--- Dataset ---

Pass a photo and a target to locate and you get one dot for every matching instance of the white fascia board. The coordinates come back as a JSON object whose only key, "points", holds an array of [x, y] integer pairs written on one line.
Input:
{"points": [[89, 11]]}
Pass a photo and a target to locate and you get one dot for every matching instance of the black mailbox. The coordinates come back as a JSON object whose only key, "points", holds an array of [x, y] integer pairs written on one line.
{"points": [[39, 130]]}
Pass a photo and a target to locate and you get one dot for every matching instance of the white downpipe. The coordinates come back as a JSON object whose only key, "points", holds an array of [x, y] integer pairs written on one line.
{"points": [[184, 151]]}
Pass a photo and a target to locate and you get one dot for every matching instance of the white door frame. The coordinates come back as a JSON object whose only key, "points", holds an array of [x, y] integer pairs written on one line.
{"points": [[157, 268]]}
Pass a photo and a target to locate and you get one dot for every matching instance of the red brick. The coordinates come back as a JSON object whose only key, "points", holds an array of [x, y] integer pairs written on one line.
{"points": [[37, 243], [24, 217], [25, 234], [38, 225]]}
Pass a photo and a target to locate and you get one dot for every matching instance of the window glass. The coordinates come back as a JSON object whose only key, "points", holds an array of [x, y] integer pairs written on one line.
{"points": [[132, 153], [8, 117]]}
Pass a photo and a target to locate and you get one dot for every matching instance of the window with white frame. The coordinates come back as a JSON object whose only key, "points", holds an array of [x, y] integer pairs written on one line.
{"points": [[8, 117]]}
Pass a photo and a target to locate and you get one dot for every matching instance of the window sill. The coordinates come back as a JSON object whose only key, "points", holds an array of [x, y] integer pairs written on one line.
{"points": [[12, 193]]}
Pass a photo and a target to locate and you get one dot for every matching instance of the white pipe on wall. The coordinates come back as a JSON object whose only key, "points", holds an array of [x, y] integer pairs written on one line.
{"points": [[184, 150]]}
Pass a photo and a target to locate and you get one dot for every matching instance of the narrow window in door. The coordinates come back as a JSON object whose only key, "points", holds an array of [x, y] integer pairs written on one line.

---

[What you should do]: Rewrite the whole listing above as a JSON list of strings, with one string per line and any blank lines left out.

[Response to the task]:
[
  "Pass a photo and a target to locate and you get one dot for every matching instance of the white fascia board. The coordinates come back as a JSON object whose only key, \"points\", holds an array of [x, y] integer pairs written on one line.",
  "Input:",
  "{\"points\": [[89, 11]]}",
  "Pass a photo and a target to locate and you get one dot for every matching instance of the black mailbox. The coordinates come back as a JSON object whose only key, \"points\", holds an array of [x, y] integer pairs written on one line.",
  "{\"points\": [[39, 130]]}",
  "Pass a photo and a target to locate and you get one dot for every matching instance of the white downpipe. The coordinates come back as a JSON object whose only key, \"points\", holds an array of [x, y] integer pairs written on one line.",
  "{\"points\": [[184, 151]]}",
  "Pass a photo and a target to locate and you get one dot for every matching instance of the white door frame. The coordinates come back as a JSON object whose only key, \"points\", holds an array of [x, y] integer pairs written on one line.",
  "{\"points\": [[157, 268]]}",
  "Pass a photo and a target to locate and you get one dot for every matching instance of the red brick. The coordinates come back as a JSON object whose only key, \"points\", holds an array of [x, y] integer pairs written on one line.",
  "{\"points\": [[37, 243], [24, 217], [25, 234], [38, 225]]}",
  "Pass a photo and a target to locate and you get one dot for every matching instance of the window glass. The coordinates come back as a JSON object whose only key, \"points\", holds an array of [x, y] integer pairs written on one line.",
  "{\"points\": [[132, 153], [8, 117]]}",
  "Pass a photo and a target to locate and you get one dot for every matching instance of the window with white frame. The coordinates come back as a JSON object whose only key, \"points\", holds an array of [x, y] integer pairs written on one line.",
  "{\"points\": [[8, 117]]}",
  "Pass a photo and a target to locate and you get one dot for every matching instance of the window sill. The coordinates come back as a JSON object whose only key, \"points\", holds an array of [x, y] integer pairs written on one line.",
  "{\"points\": [[12, 193]]}",
  "Pass a photo and a target to locate and you get one dot for every matching instance of the white pipe on wall. The coordinates come back as a JSON object whose only key, \"points\", holds an array of [x, y] integer pairs written on one line.",
  "{\"points\": [[184, 150]]}",
  "Pass a photo and a target to locate and you get one dot for every matching instance of the narrow window in door. The coordinates come back as a JSON object whose only key, \"points\", holds an array of [x, y] integer pairs written on one line."
]